En una semana, el presidente Andrés Manuel López Obrador cumplirá dos años en el gobierno. En ese plazo, ha desaparecido políticas, un aeropuerto y programas que identificaron a las últimas administraciones. En sentido inverso, ha lanzado iniciativas de asistencialismo y arrancado tres cuestionadas obras que él pretende emblemáticas.
El sexenio inició con una promesa de austeridad que se ha traducido en despidos de burócratas, reducciones de salarios y asfixia institucional. Y este primer tercio ha estado marcado por una belicosidad que ahuyenta la inversión mientras socava el diálogo democrático, pues el mandatario usa cotidianamente el poder para vapulear a sus críticos –nacionales y extranjeros, mediáticos o mercantiles.
Dos años son muy poco tiempo para cambiar un país. Pero aun si concediéramos que este gobierno es más honesto que los anteriores (no se rían), sus resultados con respecto a la lucha anticorrupción son decepcionantes: hay avances en algunos de los casos más emblemáticos del sexenio peñista, pero AMLO exhibe una vara de medir muy blandengue a la hora de investigar a colaboradores y a un familiar suyo. En otras palabras, ni siquiera en el terreno del combate a la corrupción puede decirse que haya un cambio verdadero.
Lo que sí es muy distinto en este gobierno es la manera en que el Presidente abusa de su poder para atacar en público a la prensa. Es una cosa tan novedosa en las formas –la bajeza del lenguaje que utiliza, ya sea propio o citando a otros, y el aprovecharse del micrófono y los medios presidenciales– como entendible, que no justificable, en el fondo.
El Presidente ataca a la prensa porque puede. La motivación de esos ataques es táctica, pero su ejecución tiene razones prácticas. Nadie, salvo algunos periodistas, le reclamará sus excesos. Ni la oposición, ni los empresarios. Menos la Iglesia. Y aún menos sus colaboradores, que se dividen entre aquellos que espolean al mandatario para que se encarrere contra los medios y aquellos que, sumisos o calculadores, son cómplices del embate que mina la democracia. Así que ataca porque él no paga costos. Si con ello enrarece el ambiente, o pone en más peligro a periodistas en un país donde se les mata mensualmente, a él le importa bien poco.
Además, atacar a los medios que retratan las fallas gubernamentales es no sólo barato sino prioritario, dado que López Obrador tiene conciencia de que un debate sobre resultados, sobre hechos, le sería muy dañino.

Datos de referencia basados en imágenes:
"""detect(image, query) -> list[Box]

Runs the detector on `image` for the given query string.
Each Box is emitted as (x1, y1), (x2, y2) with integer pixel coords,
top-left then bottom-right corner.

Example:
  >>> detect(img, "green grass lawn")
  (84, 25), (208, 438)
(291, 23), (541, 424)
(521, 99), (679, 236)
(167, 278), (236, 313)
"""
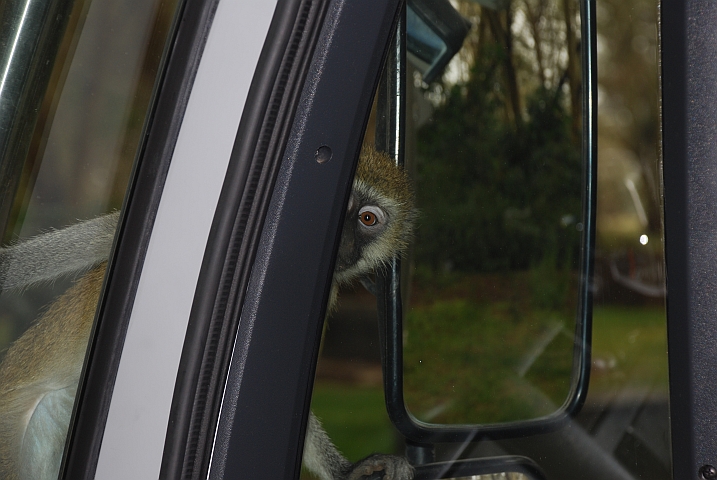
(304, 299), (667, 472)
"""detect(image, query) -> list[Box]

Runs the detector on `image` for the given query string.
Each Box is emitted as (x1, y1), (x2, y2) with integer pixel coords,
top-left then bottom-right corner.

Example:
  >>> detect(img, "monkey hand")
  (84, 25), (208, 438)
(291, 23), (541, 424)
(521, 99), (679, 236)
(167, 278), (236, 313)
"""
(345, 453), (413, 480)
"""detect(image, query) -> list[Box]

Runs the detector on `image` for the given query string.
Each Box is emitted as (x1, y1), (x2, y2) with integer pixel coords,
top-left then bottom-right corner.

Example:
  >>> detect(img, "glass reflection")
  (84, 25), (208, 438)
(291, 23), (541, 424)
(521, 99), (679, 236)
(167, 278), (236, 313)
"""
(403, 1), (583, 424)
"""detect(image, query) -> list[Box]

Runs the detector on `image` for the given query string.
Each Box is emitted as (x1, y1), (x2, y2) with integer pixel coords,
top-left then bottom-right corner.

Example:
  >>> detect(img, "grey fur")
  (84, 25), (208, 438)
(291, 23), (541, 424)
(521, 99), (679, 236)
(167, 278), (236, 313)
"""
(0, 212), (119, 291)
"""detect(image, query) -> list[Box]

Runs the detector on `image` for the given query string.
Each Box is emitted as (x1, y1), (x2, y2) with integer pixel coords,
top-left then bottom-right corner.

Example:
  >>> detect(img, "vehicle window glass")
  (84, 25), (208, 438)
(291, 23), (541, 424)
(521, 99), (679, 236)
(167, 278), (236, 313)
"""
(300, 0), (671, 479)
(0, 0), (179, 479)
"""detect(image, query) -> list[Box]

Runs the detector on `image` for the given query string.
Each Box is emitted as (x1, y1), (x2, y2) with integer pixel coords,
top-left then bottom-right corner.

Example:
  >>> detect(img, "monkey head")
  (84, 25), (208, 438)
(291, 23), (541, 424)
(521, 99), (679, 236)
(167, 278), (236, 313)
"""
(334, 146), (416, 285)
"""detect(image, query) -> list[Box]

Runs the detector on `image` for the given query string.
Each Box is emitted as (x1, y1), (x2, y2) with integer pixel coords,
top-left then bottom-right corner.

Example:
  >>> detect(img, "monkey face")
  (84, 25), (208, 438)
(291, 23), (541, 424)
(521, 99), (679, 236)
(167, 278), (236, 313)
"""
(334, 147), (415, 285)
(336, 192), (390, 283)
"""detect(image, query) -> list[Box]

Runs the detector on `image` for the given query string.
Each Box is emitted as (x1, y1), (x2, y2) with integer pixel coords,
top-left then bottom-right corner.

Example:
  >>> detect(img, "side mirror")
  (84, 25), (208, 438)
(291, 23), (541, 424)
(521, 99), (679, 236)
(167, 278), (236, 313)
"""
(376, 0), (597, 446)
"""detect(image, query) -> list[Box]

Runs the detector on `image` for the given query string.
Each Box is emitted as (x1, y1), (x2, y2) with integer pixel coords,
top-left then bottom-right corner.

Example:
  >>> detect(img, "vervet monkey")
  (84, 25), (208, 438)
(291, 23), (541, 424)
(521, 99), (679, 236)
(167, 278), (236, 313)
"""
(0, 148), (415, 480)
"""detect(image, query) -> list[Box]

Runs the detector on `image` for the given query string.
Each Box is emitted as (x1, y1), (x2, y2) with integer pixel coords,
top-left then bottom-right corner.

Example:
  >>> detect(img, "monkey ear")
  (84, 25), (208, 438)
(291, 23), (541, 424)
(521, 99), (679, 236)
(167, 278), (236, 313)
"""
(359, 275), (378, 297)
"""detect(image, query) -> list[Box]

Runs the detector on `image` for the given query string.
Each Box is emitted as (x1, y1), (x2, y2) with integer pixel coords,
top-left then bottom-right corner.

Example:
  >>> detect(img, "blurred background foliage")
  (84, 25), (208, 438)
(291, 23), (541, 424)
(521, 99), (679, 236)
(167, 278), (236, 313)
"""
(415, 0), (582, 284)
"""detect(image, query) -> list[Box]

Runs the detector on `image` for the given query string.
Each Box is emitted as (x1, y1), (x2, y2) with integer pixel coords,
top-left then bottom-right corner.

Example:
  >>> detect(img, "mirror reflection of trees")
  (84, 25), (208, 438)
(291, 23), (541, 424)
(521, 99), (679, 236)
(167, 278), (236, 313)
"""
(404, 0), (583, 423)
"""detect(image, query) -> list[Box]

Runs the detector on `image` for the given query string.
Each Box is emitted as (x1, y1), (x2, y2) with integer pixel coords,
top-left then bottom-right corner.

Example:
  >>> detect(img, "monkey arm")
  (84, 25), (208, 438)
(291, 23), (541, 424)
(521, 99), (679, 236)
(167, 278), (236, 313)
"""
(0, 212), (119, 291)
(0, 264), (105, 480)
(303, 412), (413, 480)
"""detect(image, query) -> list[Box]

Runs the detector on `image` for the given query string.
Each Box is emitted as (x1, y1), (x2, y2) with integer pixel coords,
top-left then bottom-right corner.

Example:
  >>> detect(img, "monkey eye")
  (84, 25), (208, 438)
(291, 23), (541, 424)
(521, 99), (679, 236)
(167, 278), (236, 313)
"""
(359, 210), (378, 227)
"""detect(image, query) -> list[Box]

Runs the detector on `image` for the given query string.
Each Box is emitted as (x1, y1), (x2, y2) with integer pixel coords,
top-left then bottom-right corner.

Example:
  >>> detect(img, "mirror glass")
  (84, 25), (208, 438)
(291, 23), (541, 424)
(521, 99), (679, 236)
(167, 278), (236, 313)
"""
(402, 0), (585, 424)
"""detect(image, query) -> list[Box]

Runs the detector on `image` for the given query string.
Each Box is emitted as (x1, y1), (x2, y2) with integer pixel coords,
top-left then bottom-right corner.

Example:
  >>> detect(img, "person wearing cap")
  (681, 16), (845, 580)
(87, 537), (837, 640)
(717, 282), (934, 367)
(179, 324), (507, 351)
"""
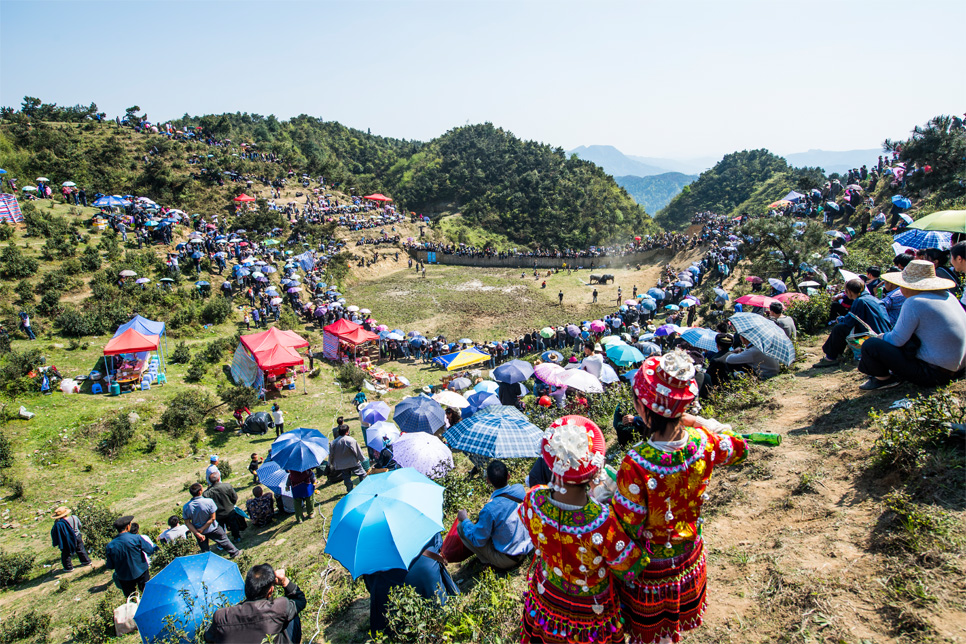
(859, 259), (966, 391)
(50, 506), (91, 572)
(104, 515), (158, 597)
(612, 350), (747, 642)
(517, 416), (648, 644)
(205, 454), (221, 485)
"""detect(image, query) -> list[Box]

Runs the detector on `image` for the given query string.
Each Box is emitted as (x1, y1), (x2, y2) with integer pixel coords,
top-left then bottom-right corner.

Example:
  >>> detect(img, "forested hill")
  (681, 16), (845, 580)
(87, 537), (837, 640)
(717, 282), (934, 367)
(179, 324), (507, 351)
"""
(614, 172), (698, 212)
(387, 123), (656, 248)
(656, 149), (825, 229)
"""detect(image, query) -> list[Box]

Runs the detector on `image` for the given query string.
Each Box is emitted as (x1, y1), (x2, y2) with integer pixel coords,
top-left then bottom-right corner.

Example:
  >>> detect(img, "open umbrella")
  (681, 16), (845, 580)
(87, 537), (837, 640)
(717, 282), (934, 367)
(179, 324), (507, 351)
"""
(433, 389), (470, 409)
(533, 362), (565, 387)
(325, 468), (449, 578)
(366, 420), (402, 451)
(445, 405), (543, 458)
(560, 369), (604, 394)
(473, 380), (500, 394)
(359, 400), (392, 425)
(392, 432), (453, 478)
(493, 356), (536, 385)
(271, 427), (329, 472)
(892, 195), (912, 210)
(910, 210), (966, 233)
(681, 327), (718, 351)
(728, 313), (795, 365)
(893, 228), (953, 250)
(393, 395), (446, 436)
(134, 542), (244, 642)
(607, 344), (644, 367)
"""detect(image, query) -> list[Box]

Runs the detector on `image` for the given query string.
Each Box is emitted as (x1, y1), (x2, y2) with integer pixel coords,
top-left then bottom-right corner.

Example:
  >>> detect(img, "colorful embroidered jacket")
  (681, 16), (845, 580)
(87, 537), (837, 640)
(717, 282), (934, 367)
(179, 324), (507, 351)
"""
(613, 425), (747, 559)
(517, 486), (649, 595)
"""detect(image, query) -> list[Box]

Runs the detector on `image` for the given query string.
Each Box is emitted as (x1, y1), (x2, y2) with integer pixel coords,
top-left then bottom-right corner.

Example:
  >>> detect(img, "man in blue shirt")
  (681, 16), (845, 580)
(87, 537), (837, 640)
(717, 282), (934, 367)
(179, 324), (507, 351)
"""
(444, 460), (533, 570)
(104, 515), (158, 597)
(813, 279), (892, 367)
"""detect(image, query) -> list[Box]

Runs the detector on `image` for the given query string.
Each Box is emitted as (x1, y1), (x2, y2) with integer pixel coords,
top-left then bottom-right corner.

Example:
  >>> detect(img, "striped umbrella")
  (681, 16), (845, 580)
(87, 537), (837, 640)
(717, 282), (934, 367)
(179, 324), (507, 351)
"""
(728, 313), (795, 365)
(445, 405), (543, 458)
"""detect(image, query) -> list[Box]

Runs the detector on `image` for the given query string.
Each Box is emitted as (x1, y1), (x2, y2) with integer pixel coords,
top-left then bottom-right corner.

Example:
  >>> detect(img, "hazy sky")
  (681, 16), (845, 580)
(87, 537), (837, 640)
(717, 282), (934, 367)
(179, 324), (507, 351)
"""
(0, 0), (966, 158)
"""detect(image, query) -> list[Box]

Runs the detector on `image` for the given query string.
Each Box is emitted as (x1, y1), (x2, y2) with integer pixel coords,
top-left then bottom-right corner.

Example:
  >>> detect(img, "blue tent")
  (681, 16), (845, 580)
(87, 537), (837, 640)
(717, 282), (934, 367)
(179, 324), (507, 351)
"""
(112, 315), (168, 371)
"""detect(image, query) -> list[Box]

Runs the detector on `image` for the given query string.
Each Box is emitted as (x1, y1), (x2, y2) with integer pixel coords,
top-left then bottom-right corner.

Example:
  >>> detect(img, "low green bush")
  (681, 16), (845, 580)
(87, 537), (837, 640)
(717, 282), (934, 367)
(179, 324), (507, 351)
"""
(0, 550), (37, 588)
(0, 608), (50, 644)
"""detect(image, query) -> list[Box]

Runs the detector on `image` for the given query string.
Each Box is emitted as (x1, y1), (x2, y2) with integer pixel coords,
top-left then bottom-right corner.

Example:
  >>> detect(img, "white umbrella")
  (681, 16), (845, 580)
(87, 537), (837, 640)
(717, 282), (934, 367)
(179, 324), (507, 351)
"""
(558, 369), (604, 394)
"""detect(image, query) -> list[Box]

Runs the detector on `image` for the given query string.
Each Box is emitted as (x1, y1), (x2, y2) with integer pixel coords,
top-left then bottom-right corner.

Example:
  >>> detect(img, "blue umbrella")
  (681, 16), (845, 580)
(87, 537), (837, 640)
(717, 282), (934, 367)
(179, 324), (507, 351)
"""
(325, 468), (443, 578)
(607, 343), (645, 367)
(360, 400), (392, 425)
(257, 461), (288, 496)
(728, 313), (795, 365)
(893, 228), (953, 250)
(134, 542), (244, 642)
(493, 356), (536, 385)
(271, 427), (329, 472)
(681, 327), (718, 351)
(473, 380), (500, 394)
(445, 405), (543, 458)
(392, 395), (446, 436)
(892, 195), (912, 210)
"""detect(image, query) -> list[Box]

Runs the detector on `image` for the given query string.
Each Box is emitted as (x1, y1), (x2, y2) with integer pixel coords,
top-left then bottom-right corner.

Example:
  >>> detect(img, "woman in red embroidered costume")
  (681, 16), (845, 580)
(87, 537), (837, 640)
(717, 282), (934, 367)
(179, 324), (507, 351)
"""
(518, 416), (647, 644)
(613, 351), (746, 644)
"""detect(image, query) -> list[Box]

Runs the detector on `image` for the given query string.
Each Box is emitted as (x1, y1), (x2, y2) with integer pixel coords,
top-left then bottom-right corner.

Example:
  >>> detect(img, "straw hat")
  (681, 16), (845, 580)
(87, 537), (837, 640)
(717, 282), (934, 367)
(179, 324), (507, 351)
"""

▶ [Orden de trabajo 1]: Traduce al inglés esta oración del fragmento sobre López Obrador: "Dos años son muy poco tiempo para cambiar un país".
▶ [Orden de trabajo 2]: Indica si cada afirmación concuerda con el fragmento sobre López Obrador, con un sí o un no y las palabras exactas del fragmento que lo deciden: (a) la oposición le reclama al Presidente sus excesos contra la prensa; (b) el sexenio comenzó con una promesa de austeridad; (c) el Presidente cumplirá dos años en el gobierno dentro de un mes.
▶ [Orden de trabajo 3]: Retoma el fragmento sobre López Obrador y continúalo a partir de su última oración.
Las filas no desempeñan ningún papel aquí.

▶ [Respuesta 1]: Two years is very little time to change a country.

▶ [Respuesta 2]:
(a) No: «Nadie, salvo algunos periodistas, le reclamará sus excesos. Ni la oposición, ni los empresarios.»
(b) Sí: «El sexenio inició con una promesa de austeridad».
(c) No: «En una semana, el presidente Andrés Manuel López Obrador cumplirá dos años en el gobierno.»

▶ [Respuesta 3]:
Andrés Manuel no tiene resultados qué presumir de estos dos años. Hasta sus programas sociales presentan hoyos. Su política económica provocó un frenón mayúsculo, que si no ha sido más evidente es porque la pandemia terminó de arrasar con lo que ya venía de bajada. Ahí sí los contagios y la muerte le han hecho el favor al gobierno de ocultar otras deficiencias.
Frente a ese panorama, López Obrador ha elegido una lucha discursiva. Ha puesto su energía en crear y alimentar cotidianamente un cuento donde él es un madero (así, con minúsculas) desmontando un porfirismo. Donde este supuesto revolucionario tiene que lidiar con las resistencias de supuestos porfiristas: periodistas, académicos, intelectuales, empresarios.
La conferencia del viernes pasado, con la cobardía de usar las palabras de un ciudadano para no asumir las propias, será recordada como una muestra más de lo mucho que está dispuesto a hacer López Obrador a la hora de desviar la atención: no reparará en el uso de lenguaje soez si de lo que se trata es de encender los ánimos nacionalistas, de golpear con asuntos de forma y evadir entrar al fondo.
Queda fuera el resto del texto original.